#### 抽出テキスト:
================

【a DECADE 05】10年ひと昔、2003年5月09日Super Brawl29
【写真】デビューから2年2カ月、キャリア7戦目のKID。当時から、ギラギラとした殺気を身に纏っていた。
MMAPLANET執筆陣の高島学が、デジカメにカメラを変更し取材するようになってから10年が過ぎた。そこでMMAPLANETでは、10年周期ということで高島が実際に足を運んだ大会を振り返るコラムを掲載することとなった。a DECADE、第5 回は、10年前の5月8日。ハワイのホノルルで行われたSuper Brawl29を振り返りたい。
Text & Photo by Manabu Takashima
1996年1月から2008年8月まで、12年8カ月の間に50回に及ぶMMAイベントはTJ・トンプソンの手で行われたスーパーブロウル。名称変更によりIcon Sportを名乗るようになり、最終的にはPro Eliteに売却された同プロモーションは、ハワイの位置的関係に相応しく、米国本土と日本の間で確かな存在を放ち続けたのMMAイベントだった。
前身フューチャー・ブロウル時代はバーで、関節や絞め技禁止、寝技でもパウンドは許されるという喧嘩ファイトだったが、96年6月にスーパーブロウルと大会名を変更するや、マット・ヒュームのパンクレーションと手を結び、スポーツライクなMMA開催を目指した。99年5月には初のプロ修斗海外公式戦を開き、MMA競技化の一端に触れるも、RINGS KOKの米国トーナメントを開催したことで、修斗のプロモーターライセンスを剥奪される。その後、修斗公式戦を再開することになったが、修斗的な競技という名の下、スーパーブロウルにとってはオポジッションとなる、ウォリアーズ・クエストで公式戦が組まれるようになり、再び両者の関係は微妙になっていった。
最終的に、修斗が環太平洋王座などリジョナル王座を設け、プロモーション王座を認可しないという方針を打ち出したことで、TJは10年前の今日、最後の修斗公式戦を開くこととなった。同大会のメインは修斗的には、プロ修斗世界ライトヘビー級選手権試合、チャンピオン須田匡昇に同級1位のイーゲン井上が挑むという形式のもの。他方、スーパーブロウル的にはプロ修斗王者の須田と×スーパーブロウル王者イーゲンのダブルタイトルマッチという風にイベントを大いにPRしていた。同じMMAでも、修斗とTJの歩もうとする道の隔たりは、この時点で大きく開いていた。MMAを純粋に競技という側面で眺めると、現在の最高峰であるUFCにもいくらでも粗が見つかる――そんなMMAの真実が既に10年前の時点で明らかになっていたといえる。

================

#### 表示データ:
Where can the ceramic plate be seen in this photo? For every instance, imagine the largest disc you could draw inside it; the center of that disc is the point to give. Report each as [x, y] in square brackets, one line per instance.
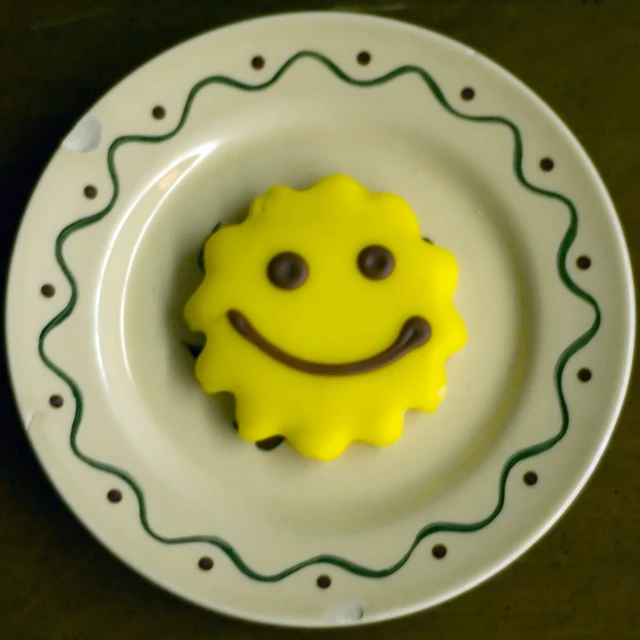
[107, 256]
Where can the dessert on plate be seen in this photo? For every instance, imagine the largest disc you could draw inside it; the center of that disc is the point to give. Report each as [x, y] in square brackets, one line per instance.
[327, 315]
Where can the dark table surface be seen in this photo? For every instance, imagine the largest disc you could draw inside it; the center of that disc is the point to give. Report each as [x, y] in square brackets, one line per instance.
[582, 56]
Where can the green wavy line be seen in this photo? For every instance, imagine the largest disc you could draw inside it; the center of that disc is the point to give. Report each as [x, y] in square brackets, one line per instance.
[436, 527]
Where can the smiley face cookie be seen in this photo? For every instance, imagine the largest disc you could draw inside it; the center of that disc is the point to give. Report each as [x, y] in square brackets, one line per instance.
[327, 316]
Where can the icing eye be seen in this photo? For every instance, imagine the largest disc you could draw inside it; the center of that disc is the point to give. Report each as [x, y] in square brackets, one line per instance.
[376, 262]
[288, 270]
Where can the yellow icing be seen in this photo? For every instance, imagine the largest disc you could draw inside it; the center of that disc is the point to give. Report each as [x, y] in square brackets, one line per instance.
[337, 316]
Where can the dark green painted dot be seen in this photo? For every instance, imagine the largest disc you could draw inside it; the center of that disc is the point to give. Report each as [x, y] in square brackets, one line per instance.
[547, 164]
[205, 563]
[468, 93]
[48, 290]
[324, 582]
[114, 495]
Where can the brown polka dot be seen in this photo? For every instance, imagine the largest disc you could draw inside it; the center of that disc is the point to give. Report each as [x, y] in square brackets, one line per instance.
[547, 164]
[584, 375]
[269, 444]
[324, 582]
[468, 93]
[114, 495]
[48, 290]
[583, 262]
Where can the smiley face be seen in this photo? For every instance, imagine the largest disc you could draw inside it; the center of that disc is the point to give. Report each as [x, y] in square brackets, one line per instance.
[327, 316]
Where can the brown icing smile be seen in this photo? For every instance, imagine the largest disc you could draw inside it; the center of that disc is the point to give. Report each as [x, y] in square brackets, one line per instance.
[415, 332]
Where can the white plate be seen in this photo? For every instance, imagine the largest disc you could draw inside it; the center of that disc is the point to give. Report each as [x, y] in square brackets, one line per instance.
[289, 100]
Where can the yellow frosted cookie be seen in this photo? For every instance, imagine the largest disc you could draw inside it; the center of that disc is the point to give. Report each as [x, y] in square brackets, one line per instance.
[327, 316]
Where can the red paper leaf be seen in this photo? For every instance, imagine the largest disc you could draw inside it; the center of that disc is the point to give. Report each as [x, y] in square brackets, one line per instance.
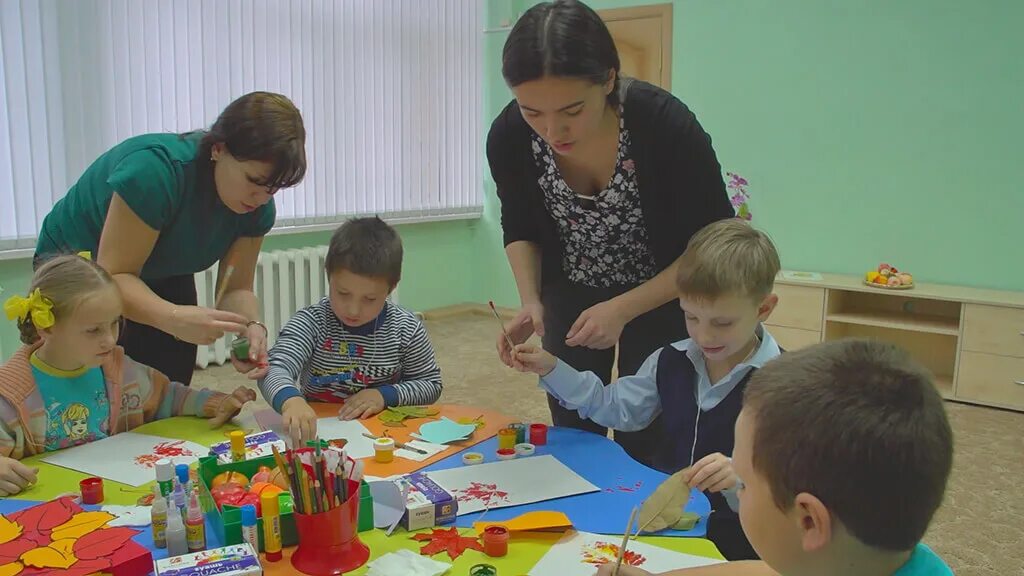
[12, 550]
[102, 543]
[446, 540]
[46, 516]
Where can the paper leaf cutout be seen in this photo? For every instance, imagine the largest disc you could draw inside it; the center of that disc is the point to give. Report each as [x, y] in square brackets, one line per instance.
[665, 506]
[8, 530]
[102, 543]
[57, 554]
[88, 567]
[446, 540]
[687, 522]
[81, 525]
[12, 550]
[45, 517]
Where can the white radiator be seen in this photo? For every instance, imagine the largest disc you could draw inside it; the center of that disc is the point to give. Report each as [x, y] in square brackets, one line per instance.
[286, 281]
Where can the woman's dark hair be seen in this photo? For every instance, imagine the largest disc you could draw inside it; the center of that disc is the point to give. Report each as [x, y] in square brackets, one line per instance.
[264, 127]
[561, 38]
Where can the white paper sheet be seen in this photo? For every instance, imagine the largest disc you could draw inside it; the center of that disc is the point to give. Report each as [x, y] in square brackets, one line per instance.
[128, 457]
[580, 553]
[357, 447]
[510, 483]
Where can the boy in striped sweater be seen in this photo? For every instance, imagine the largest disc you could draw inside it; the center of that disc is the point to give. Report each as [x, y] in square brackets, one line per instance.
[353, 346]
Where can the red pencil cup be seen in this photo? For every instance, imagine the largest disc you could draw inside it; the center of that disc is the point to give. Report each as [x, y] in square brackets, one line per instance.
[329, 542]
[538, 435]
[92, 490]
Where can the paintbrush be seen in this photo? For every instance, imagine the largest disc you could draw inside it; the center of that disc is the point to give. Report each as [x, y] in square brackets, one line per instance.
[626, 540]
[502, 324]
[223, 285]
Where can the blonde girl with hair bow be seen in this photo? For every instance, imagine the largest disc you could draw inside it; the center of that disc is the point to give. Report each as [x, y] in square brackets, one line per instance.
[70, 323]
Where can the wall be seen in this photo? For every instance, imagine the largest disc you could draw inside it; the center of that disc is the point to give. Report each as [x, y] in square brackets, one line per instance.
[869, 131]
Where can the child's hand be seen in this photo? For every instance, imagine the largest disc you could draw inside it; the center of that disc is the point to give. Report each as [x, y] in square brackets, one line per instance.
[231, 405]
[361, 405]
[14, 477]
[712, 474]
[299, 419]
[528, 358]
[609, 569]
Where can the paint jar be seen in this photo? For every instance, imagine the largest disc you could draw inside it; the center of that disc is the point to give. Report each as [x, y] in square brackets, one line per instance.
[384, 450]
[506, 439]
[92, 490]
[538, 435]
[496, 541]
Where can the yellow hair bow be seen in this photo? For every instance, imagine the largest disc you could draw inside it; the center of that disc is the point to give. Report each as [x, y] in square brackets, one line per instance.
[36, 306]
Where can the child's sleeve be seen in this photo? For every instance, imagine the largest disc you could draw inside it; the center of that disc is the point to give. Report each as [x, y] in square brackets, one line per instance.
[289, 357]
[629, 404]
[421, 377]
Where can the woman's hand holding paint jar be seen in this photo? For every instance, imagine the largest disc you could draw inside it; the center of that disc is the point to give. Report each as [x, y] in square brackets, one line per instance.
[528, 358]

================

#### 課題の指示:
1 – 抽出テキストによると、スーパーブロウルのプロモーションは最終的にどこに売却されましたか。
2 – 抽出テキストの「Text & Photo」から「の関係は微妙になっていった。」までを、一字一句違えずに書き写してください。

#### 課題の解答:
1 – Pro Eliteに売却されました。

2 –
Text & Photo by Manabu Takashima
1996年1月から2008年8月まで、12年8カ月の間に50回に及ぶMMAイベントはTJ・トンプソンの手で行われたスーパーブロウル。名称変更によりIcon Sportを名乗るようになり、最終的にはPro Eliteに売却された同プロモーションは、ハワイの位置的関係に相応しく、米国本土と日本の間で確かな存在を放ち続けたのMMAイベントだった。
前身フューチャー・ブロウル時代はバーで、関節や絞め技禁止、寝技でもパウンドは許されるという喧嘩ファイトだったが、96年6月にスーパーブロウルと大会名を変更するや、マット・ヒュームのパンクレーションと手を結び、スポーツライクなMMA開催を目指した。99年5月には初のプロ修斗海外公式戦を開き、MMA競技化の一端に触れるも、RINGS KOKの米国トーナメントを開催したことで、修斗のプロモーターライセンスを剥奪される。その後、修斗公式戦を再開することになったが、修斗的な競技という名の下、スーパーブロウルにとってはオポジッションとなる、ウォリアーズ・クエストで公式戦が組まれるようになり、再び両者の関係は微妙になっていった。